TEXT PROVIDED START
In January 1988, in my first assignment as a member of Keyboard magazine’s editorial staff, I flew to Anaheim to attend my first Winter NAMM show, the biggest music convention in the Western hemisphere. Music merchants introduce their latest instruments, dealers and store owners comb the exhibition booths for items to sell, and other interested attendees play instruments, gather documentation, and greet old friends.

On the first day of the four-day event, my new boss — Editor-in-chief Dominic Milano — asked me if I wanted to meet synthesizer pioneer Bob Moog. Who wouldn’t? Just before the introduction, I switched the cassette recorder in my shirt pocket into record mode. I’ve since lost that tape, but thankfully before he passed at the young age of 71 in August of 2005, I became good friends with Bob.

Bob wrote for several Keyboard columns, including one called “Vintage Synths.” His first appeared in the September 1989 issue, and it was appropriately about the Minimoog. This and subsequent columns fueled a fire of interest in a technology that had been mostly abandoned through much of the decade: analog synthesis. Bob wrote three more vintage columns over the next five months then, following his January 1990 column on E-mu’s early lineup of modular synths, told Dominic that he preferred looking forward into the future instead of toward the past. Wonder of wonders, the “Vintage Synths” column fell right into my lap. I consider that one my luckiest days because it turns out that writing about old stuff – even if considered obsolete by some – never goes out of style.

Years later, in July 2004, I had the great fortune to visit and spend a few days with Bob in Asheville, North Carolina. During the tour through the Moog Music office, I spotted an odd device with knobs and jacks sitting on a shelf and asked Bob what it was. He said he didn’t know, but grabbed and posed with it.

Synthesizer pioneer Bob Moog poses with an unknown device in the Moog Music office in July 2004.

Synthesizer pioneer Bob Moog poses with an unknown device in the Moog Music office in July 2004. Photo courtesy of Mark Vail.

Many NAMM attendees yearned to meet Bob Moog, especially after he had legally recovered the right to use his own name on musical instruments again in 2002 and developed a Minimoog for the 21st century, the Voyager. During the January 2005 convention, two friends and I were determined to have dinner with Bob, but we more or less had to kidnap him from the Moog Music booth where dozens were waiting for his autograph. We had to convince several of the autograph seekers to return on Sunday to meet Bob, and quickly whisked him away from the scene.

The four of us—synthesists Amin Bhatia and Dave Gross, plus Bob and I—got into my car with no idea where we were going to eat. Our clueless excursion through Anaheim first took us past a flashy bordello, which Bob kiddingly said might be fun, before finding a quiet but festively painted Vietnamese restaurant where we enjoyed a wonderful dinner.
TEXT PROVIDED END
STORED DATA START
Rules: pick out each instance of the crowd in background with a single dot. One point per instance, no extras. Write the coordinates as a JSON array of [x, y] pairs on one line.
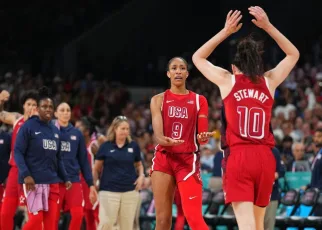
STORED DATA END
**TRY IT**.
Can you print the portion of the Bob Moog recollection that begins at the words "In January 1988, in" and stops after "friends with Bob."? Work from the Bob Moog recollection alone.

**RESPONSE TO THIS TASK**.
In January 1988, in my first assignment as a member of Keyboard magazine’s editorial staff, I flew to Anaheim to attend my first Winter NAMM show, the biggest music convention in the Western hemisphere. Music merchants introduce their latest instruments, dealers and store owners comb the exhibition booths for items to sell, and other interested attendees play instruments, gather documentation, and greet old friends.

On the first day of the four-day event, my new boss — Editor-in-chief Dominic Milano — asked me if I wanted to meet synthesizer pioneer Bob Moog. Who wouldn’t? Just before the introduction, I switched the cassette recorder in my shirt pocket into record mode. I’ve since lost that tape, but thankfully before he passed at the young age of 71 in August of 2005, I became good friends with Bob.